* GIVEN TEXT
One Hour One Life Forums

a multiplayer game of parenting and civilization building

You are not logged in.

#1 2019-01-24 02:42:55

jasonrohrer
Administrator
Registered: 2017-02-13
Posts: 4,803

Results of profiling server1 with 166 active players

I profiled the server for 4 straight minutes just now, sampling the call stack 20 times per second, using this nifty new profiler that I just wrote:

https://github.com/jasonrohrer/wallClockProfiler

The result was 3840 stack samples (so the timing is a little off, and it's not hard-and-fast 20 times per second, but close).

Here's the raw profile data:

https://pastebin.com/Lus17sXB



In particular, this is the most telling part of the profile.  Specific lines in main that occupy a large portion of the execution time:

Partial stacks of depth [1] with more than one sample:

 32.214% ===================================== (1237 samples)
         1: main   (at server.cpp:7128)
            7128:|   readySock = sockPoll.wait( (int)( pollTimeout * 1000 ) );


 14.740% ===================================== (566 samples)
         1: main   (at server.cpp:12404)
            12404:|   recomputeHeatMap( players.getElement( r ) );


  6.979% ===================================== (268 samples)
         1: main   (at server.cpp:13297)
            13297:|   playerYD );


  4.844% ===================================== (186 samples)

* MATERIAL SHOWN

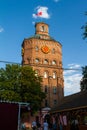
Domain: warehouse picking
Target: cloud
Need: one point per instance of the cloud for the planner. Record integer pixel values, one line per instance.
(1, 29)
(41, 12)
(72, 79)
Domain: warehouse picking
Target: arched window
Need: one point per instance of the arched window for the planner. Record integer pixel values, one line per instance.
(54, 75)
(53, 62)
(45, 74)
(37, 60)
(53, 51)
(46, 88)
(36, 48)
(36, 72)
(45, 61)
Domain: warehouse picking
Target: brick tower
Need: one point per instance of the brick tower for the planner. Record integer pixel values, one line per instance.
(44, 54)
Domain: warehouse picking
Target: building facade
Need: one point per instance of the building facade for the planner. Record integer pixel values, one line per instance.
(44, 55)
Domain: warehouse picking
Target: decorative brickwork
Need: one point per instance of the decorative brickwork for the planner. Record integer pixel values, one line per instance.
(44, 54)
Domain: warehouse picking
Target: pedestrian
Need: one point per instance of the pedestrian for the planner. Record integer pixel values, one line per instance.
(45, 125)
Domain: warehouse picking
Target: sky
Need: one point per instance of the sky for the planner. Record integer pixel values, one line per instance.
(65, 19)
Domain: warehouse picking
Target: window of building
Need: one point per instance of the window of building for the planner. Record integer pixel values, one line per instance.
(55, 102)
(53, 62)
(45, 61)
(54, 75)
(36, 72)
(46, 103)
(36, 48)
(54, 90)
(45, 74)
(37, 60)
(46, 88)
(53, 51)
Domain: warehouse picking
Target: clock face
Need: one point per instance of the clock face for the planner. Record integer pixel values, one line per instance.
(45, 49)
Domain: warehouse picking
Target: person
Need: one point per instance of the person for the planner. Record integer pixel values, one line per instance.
(34, 125)
(45, 125)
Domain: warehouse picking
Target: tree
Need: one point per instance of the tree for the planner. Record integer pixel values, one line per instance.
(83, 82)
(19, 83)
(84, 27)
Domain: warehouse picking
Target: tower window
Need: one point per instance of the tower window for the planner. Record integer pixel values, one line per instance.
(54, 75)
(53, 51)
(55, 102)
(45, 74)
(36, 48)
(54, 90)
(46, 88)
(46, 103)
(53, 62)
(45, 61)
(36, 72)
(37, 60)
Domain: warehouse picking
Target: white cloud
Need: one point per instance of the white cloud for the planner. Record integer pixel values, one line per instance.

* TASKS TO CARRY OUT
• 1. According to the forum post, how many stack samples did the profiling run produce?
• 2. Repeat the part of the forum post that opens with the words containing "https://pastebin.com/Lus17sXB" and closes with "14.740% ===================================== (566 samples)".

* TASK-BY-TASK SOLUTIONS
• 1. 3840 stack samples.

• 2.
https://pastebin.com/Lus17sXB



In particular, this is the most telling part of the profile.  Specific lines in main that occupy a large portion of the execution time:

Partial stacks of depth [1] with more than one sample:

 32.214% ===================================== (1237 samples)
         1: main   (at server.cpp:7128)
            7128:|   readySock = sockPoll.wait( (int)( pollTimeout * 1000 ) );


 14.740% ===================================== (566 samples)